▸ Provided material

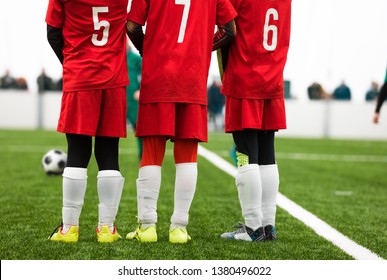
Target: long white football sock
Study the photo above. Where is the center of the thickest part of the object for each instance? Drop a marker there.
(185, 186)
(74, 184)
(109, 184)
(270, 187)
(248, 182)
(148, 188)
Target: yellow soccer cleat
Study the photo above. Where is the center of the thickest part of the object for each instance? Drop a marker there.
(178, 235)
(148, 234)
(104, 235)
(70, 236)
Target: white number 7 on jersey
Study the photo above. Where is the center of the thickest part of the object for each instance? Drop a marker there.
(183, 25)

---

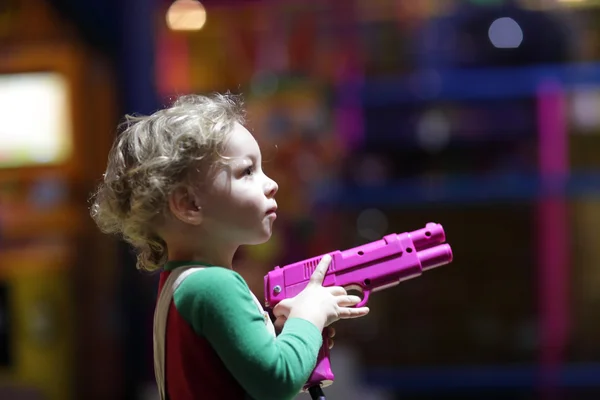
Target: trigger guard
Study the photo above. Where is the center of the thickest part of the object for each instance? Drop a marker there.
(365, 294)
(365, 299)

...

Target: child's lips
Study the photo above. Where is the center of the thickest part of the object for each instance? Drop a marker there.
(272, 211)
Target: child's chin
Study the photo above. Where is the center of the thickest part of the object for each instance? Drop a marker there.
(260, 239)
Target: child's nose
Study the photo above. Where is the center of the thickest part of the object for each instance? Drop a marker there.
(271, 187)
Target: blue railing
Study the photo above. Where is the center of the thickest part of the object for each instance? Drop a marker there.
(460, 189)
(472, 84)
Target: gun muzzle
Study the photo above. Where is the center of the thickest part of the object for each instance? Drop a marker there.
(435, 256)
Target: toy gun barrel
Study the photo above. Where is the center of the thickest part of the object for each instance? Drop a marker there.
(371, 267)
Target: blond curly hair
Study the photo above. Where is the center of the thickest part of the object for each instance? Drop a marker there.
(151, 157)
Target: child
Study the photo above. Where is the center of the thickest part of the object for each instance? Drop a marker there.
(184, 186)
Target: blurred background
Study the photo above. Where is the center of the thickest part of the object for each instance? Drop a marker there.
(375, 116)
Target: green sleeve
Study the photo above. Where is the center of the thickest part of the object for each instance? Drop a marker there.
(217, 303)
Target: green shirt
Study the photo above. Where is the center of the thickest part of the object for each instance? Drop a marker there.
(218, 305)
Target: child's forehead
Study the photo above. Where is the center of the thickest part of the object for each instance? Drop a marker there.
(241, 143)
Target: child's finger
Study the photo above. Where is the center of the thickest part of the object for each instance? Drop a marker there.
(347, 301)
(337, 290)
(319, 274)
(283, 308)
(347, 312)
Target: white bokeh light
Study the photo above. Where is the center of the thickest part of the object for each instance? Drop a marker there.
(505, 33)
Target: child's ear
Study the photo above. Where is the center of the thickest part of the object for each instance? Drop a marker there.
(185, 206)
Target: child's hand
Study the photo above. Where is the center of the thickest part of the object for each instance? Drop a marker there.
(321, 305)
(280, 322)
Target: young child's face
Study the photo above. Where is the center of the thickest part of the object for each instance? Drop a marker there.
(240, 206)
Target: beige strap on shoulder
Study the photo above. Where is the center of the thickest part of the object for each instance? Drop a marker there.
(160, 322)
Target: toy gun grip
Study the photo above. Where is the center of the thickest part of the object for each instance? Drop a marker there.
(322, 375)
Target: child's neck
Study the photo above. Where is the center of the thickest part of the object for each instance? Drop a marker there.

▸ Do this
Identify every row above that contains the word "child" and copy each of those lines.

▸ Solution for this problem
Target: child's lips
Target: child's chin
Target: child's nose
Target: child
Target: child's forehead
Target: child's finger
Target: child's ear
Target: child's hand
Target: young child's face
Target: child's neck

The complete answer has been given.